Task details: Pick out and copy every line of the records that contains the string "target". Letter case must match.

[Rows from a segmentation dataset]

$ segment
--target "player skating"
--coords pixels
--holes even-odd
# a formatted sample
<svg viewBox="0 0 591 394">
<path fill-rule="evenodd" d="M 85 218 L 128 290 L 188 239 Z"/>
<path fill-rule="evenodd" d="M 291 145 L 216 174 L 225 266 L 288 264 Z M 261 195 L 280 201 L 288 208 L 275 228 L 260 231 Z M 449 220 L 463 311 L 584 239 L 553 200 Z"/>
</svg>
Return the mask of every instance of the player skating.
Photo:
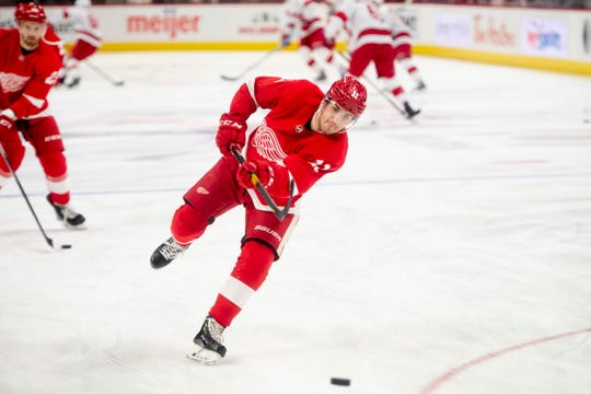
<svg viewBox="0 0 591 394">
<path fill-rule="evenodd" d="M 219 216 L 244 206 L 241 253 L 195 336 L 190 358 L 211 364 L 225 356 L 223 331 L 280 257 L 299 219 L 298 200 L 344 164 L 347 128 L 366 109 L 366 88 L 352 77 L 334 82 L 326 94 L 310 81 L 277 77 L 258 77 L 237 90 L 216 136 L 222 158 L 184 195 L 172 219 L 172 236 L 150 258 L 153 268 L 166 266 Z M 246 138 L 246 120 L 259 108 L 269 113 Z M 243 147 L 246 161 L 239 164 L 231 150 Z M 255 190 L 257 182 L 279 206 L 293 198 L 285 219 L 280 221 Z"/>
<path fill-rule="evenodd" d="M 47 179 L 47 200 L 58 219 L 68 228 L 80 229 L 85 219 L 69 204 L 63 142 L 47 102 L 61 67 L 58 50 L 42 39 L 47 20 L 43 7 L 21 3 L 14 19 L 16 28 L 0 28 L 0 143 L 16 171 L 25 153 L 19 131 L 23 135 L 35 149 Z M 0 158 L 0 188 L 11 175 Z"/>
<path fill-rule="evenodd" d="M 72 21 L 76 43 L 63 60 L 60 81 L 65 86 L 73 88 L 82 79 L 80 61 L 91 57 L 103 45 L 103 39 L 99 22 L 91 13 L 91 0 L 76 0 L 73 7 L 63 10 L 62 16 L 66 21 Z"/>
<path fill-rule="evenodd" d="M 368 0 L 344 0 L 328 19 L 324 34 L 327 46 L 334 45 L 341 31 L 349 33 L 348 47 L 351 53 L 347 72 L 360 78 L 373 62 L 378 79 L 387 92 L 402 103 L 407 118 L 419 114 L 395 78 L 392 31 L 382 20 L 378 4 Z"/>
<path fill-rule="evenodd" d="M 324 25 L 331 4 L 325 0 L 288 0 L 286 2 L 286 27 L 281 35 L 283 46 L 299 37 L 298 51 L 315 73 L 315 81 L 327 78 L 326 66 L 333 62 L 333 47 L 324 39 Z"/>
<path fill-rule="evenodd" d="M 408 76 L 415 81 L 415 90 L 425 90 L 427 85 L 425 80 L 413 58 L 413 34 L 410 27 L 404 22 L 398 13 L 398 9 L 382 5 L 380 13 L 386 24 L 392 30 L 392 38 L 394 39 L 395 59 L 398 65 L 408 72 Z"/>
</svg>

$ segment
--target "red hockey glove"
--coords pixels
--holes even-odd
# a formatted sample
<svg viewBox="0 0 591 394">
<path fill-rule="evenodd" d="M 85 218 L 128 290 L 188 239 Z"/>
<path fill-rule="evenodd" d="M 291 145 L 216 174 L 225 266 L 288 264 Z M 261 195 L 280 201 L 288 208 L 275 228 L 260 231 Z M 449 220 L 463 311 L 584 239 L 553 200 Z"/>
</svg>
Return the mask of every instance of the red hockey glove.
<svg viewBox="0 0 591 394">
<path fill-rule="evenodd" d="M 331 50 L 335 49 L 336 42 L 335 38 L 324 38 L 324 46 Z"/>
<path fill-rule="evenodd" d="M 0 114 L 0 138 L 7 138 L 9 132 L 14 129 L 14 120 L 4 114 Z"/>
<path fill-rule="evenodd" d="M 263 160 L 248 160 L 239 166 L 236 173 L 239 185 L 244 188 L 255 187 L 253 174 L 256 175 L 260 185 L 270 186 L 273 184 L 273 166 Z"/>
<path fill-rule="evenodd" d="M 286 47 L 291 43 L 291 34 L 281 34 L 281 46 Z"/>
<path fill-rule="evenodd" d="M 231 155 L 230 148 L 235 146 L 239 150 L 242 150 L 246 142 L 246 121 L 233 117 L 228 114 L 223 114 L 220 117 L 220 126 L 218 127 L 218 134 L 216 135 L 216 144 L 220 149 L 221 154 Z"/>
</svg>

Exercise solution:
--target "player skating"
--target "red hockey glove"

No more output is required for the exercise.